* **Tasks**:
**a)** In the text on leading and coaching with compassion, which part of the nervous system does the experience of compassion arouse?
**b)** Write the next part of the text on leading and coaching with compassion, starting after its final sentence.

* **Excerpted text**:

The impact stress has on the sympathetic nervous system, neural circuitry and cortisol production, eventually leads to fear, disgust, feeling depressed or anxious, and the feeling of an unpleasant engagement with the environment.
So how can leaders avoid stress and becoming sick, while extending boundaries and engaging people to join them?
The antidote for stress: lead and coach with compassion
Coaching with compassion is an antidote for stress. Coaching with compassion means to help others in their intentional change process, such as achieving their dreams or aspirations or changing the way they think, feel, and act.
Coaching with compassion means to be mindful by showing attentive awareness of what is going on in the present moment. It is also important to understand what is going on in your own mind at the same time, so that you can be more effective engaging the other. This sustains the care for the other and the willingness to act in response to the other’s feelings.
Compassion is about allowing one’s feelings to guide one’s actions in response to pain experienced by others. True compassion is characterized by the absence of an expectation or future benefits to be received in return from that individual.
The impact of compassion on our brain and body
During the experience of compassion, a person will more likely have neural circuits moving through through their left prefrontal cortex, great than the right. These neural circuits have been shown to relate to emotions such as elation and amusement and people reporting feeling excited, enthusiastic, and interested.
The experience of compassion evokes responses within the human body that arouses the parasympathetic nervous system, reversing the effects of the power stress response and arousal. It can operate like an antidote to stress.
Caring relationships are the key to arousal of the parasympathetic nervous system. High-quality relationships are characterized as consisting of relatively greater degrees of trust, respect, loyalty, liking, intimacy, support, openness, and honesty, than seen in low-quality relationships – which are more based on obligations.
Make it happen!
It can be expected that coaching others for their development will arouse compassion in a leader, along with the psycho-physiological effects. Moving back and forth between aroused power stress and aroused compassion should lead to sustainable leadership effectiveness, by allowing the leader to maintain him/herself in a healthier state and have access to eliciting more brain power.

* **Data for review**:
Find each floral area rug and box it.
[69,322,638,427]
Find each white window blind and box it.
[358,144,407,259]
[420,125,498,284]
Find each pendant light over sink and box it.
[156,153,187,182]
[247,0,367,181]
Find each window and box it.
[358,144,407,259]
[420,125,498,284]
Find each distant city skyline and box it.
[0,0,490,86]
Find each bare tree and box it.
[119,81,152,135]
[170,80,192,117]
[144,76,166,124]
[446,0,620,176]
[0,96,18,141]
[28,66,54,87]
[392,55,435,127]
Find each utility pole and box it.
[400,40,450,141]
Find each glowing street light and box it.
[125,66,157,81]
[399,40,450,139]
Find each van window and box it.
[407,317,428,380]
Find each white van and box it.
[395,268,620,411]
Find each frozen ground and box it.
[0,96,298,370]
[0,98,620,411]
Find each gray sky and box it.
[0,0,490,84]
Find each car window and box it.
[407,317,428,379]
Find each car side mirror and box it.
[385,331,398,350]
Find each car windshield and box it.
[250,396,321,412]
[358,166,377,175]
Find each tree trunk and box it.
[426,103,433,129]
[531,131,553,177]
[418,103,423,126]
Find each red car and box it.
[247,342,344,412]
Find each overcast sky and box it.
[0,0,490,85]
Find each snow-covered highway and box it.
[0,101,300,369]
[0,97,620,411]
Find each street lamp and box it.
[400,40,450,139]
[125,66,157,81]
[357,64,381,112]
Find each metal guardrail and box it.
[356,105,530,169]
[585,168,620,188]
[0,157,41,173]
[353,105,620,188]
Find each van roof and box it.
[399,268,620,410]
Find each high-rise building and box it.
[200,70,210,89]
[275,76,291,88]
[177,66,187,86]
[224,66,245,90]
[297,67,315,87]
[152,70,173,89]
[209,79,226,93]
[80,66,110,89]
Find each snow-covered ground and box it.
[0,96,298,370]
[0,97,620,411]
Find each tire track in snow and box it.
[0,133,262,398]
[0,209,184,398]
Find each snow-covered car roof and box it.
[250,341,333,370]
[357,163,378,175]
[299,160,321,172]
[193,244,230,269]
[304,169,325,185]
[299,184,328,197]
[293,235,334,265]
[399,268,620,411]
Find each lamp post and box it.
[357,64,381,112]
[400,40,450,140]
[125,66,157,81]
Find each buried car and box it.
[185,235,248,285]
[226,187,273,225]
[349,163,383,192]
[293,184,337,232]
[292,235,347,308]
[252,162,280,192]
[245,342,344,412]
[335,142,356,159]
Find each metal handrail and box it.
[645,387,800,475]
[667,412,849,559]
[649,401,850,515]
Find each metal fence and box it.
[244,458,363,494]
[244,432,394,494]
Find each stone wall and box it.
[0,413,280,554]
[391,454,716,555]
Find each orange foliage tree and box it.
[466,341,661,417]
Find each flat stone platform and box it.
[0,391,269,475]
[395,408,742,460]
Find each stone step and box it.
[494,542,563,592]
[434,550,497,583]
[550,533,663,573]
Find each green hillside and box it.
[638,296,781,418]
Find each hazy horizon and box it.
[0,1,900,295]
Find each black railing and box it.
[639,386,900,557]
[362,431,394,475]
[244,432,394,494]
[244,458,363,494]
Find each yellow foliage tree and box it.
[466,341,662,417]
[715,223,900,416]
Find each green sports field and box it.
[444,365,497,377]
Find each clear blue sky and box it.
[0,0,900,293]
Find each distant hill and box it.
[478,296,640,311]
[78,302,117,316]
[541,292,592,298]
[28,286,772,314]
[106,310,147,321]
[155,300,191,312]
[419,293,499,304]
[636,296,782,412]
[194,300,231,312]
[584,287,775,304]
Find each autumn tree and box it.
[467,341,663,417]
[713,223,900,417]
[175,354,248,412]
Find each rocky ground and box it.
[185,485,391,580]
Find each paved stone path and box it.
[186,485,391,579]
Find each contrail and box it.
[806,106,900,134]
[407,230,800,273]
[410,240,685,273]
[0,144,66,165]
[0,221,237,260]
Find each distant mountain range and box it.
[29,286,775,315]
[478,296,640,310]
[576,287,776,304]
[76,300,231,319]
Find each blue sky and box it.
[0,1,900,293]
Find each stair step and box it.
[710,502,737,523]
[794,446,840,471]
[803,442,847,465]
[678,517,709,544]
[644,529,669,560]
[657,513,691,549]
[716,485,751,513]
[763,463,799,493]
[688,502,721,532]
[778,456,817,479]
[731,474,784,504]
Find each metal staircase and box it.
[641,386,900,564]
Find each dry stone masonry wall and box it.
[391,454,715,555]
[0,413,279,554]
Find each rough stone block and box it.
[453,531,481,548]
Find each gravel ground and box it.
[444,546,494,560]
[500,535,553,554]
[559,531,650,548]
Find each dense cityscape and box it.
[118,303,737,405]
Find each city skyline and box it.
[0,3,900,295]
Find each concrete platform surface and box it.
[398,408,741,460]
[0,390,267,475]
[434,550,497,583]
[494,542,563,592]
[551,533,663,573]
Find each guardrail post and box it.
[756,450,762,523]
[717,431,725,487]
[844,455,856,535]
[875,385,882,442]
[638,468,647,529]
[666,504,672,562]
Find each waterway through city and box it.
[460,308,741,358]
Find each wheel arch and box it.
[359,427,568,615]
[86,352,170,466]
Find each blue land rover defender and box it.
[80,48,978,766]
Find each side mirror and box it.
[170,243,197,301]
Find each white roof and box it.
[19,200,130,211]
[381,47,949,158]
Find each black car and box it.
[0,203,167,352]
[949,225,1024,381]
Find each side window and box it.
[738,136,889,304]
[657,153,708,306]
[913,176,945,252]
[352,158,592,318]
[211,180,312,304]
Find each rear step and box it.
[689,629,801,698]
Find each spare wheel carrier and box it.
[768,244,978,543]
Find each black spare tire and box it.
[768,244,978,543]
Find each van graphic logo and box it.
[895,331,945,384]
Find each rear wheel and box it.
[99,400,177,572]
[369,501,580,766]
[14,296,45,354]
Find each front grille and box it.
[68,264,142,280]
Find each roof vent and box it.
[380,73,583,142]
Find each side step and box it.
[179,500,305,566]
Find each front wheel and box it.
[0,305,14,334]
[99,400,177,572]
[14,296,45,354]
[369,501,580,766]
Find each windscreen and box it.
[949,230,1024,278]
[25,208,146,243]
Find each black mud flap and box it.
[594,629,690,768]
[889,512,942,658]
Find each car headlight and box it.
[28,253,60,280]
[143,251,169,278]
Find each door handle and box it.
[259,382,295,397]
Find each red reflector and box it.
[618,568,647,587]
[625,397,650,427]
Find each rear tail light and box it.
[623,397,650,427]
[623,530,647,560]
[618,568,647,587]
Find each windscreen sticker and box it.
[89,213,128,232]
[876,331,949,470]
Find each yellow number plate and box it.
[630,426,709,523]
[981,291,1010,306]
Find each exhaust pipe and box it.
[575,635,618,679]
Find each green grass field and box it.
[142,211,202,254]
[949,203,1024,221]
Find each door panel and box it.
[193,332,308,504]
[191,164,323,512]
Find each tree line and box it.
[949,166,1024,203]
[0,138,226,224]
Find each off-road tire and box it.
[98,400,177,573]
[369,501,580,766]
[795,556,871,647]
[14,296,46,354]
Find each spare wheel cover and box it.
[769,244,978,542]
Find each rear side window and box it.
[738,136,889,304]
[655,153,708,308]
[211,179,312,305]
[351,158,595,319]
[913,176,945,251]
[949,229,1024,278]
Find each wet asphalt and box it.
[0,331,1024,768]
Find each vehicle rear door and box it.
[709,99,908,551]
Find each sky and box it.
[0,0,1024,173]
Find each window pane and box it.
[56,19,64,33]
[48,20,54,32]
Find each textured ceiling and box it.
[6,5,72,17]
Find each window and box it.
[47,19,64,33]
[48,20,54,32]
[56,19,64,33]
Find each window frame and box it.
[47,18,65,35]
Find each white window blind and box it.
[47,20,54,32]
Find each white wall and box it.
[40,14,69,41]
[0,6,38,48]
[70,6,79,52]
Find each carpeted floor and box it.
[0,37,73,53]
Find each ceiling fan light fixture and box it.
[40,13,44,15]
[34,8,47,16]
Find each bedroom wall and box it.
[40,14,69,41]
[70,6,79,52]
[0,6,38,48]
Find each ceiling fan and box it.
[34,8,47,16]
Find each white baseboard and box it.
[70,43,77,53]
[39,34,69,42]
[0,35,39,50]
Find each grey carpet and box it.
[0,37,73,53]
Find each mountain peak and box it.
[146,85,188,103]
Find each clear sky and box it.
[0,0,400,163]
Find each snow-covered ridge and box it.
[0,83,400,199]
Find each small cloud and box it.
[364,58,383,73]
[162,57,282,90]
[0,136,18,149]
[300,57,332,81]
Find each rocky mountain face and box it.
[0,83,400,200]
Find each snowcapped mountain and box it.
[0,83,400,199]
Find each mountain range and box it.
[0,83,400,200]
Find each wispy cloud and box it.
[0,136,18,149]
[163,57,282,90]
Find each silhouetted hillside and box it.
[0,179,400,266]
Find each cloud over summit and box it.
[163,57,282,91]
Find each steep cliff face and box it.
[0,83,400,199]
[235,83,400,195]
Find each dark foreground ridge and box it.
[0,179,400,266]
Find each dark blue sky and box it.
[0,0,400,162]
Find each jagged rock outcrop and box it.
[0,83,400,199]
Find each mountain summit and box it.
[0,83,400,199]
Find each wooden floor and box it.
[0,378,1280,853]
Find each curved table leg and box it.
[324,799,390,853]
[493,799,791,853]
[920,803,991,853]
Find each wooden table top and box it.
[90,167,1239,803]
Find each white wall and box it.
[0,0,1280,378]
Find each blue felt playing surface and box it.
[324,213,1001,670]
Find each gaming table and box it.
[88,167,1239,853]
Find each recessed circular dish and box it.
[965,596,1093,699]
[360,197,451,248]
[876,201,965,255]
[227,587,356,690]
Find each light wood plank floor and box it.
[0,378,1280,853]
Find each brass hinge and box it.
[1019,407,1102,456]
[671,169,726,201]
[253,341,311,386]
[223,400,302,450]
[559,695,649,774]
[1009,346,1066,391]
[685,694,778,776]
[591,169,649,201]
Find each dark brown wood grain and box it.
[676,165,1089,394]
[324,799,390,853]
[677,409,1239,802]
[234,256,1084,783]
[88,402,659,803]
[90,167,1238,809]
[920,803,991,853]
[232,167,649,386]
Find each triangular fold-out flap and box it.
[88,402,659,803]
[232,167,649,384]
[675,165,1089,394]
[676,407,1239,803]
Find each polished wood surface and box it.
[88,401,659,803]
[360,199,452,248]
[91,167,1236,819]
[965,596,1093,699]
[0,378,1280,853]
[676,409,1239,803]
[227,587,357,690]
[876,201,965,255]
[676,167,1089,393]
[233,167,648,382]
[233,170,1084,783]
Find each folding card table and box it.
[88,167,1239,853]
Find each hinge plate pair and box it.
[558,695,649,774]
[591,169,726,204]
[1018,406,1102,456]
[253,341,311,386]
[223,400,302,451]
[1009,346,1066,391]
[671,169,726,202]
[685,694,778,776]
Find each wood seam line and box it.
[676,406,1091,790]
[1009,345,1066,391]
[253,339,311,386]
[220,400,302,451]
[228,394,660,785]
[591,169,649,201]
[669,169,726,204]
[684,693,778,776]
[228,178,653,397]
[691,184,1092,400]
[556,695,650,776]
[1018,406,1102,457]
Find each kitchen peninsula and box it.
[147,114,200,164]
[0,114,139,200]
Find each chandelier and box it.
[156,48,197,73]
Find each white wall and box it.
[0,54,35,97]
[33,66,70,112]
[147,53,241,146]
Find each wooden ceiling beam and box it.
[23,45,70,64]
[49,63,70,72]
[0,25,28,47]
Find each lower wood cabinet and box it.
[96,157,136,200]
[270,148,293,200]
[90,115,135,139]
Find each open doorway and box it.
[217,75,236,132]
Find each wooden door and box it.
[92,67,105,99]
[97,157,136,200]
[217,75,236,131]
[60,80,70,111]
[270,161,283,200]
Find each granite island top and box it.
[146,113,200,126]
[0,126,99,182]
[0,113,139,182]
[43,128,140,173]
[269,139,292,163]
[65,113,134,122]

* **Answers to the exercise**:
**a)** The parasympathetic nervous system.

**b)**
Unfortunately, due to time and energy constraints, leaders are only able to establish high-quality relationships with a selected number of subordinates.
Integrating coaching, compassion, and leadership could therefore result in a steady stream of capable leaders for the organization. A balanced physiological and psychological state for these leaders should enable the sustainability of their energy, focus, and talent.
Let this become part of your organization’s culture:
- Be mindful and show empathy to leaders who extend boundaries and experience power stress
- Make these leaders aware of practices to counterbalance this power stress
- Promote coaching with compassion and allow more time and energy for this type of coaching
- Train leaders to become compassionate coaches, extending their coaching skills for instrumental and organizational longevity
- Monitor and care for the physiological and psychological health of leaders and employees in general
- Prepare future leaders by training them to develop the ability to renew themselves before they are in roles that arouse chronic power stress
This post is based on Developing Sustainable Leaders through Coaching and Compassion by Richard E. Boyatzis, Melvin L. Smith and Nancy Blaize, published in the Academy of Management Learning & Education, Vol. 5, No. 1 (Mar., 2006), pp. 8-24.
Worth reading if you want to know more!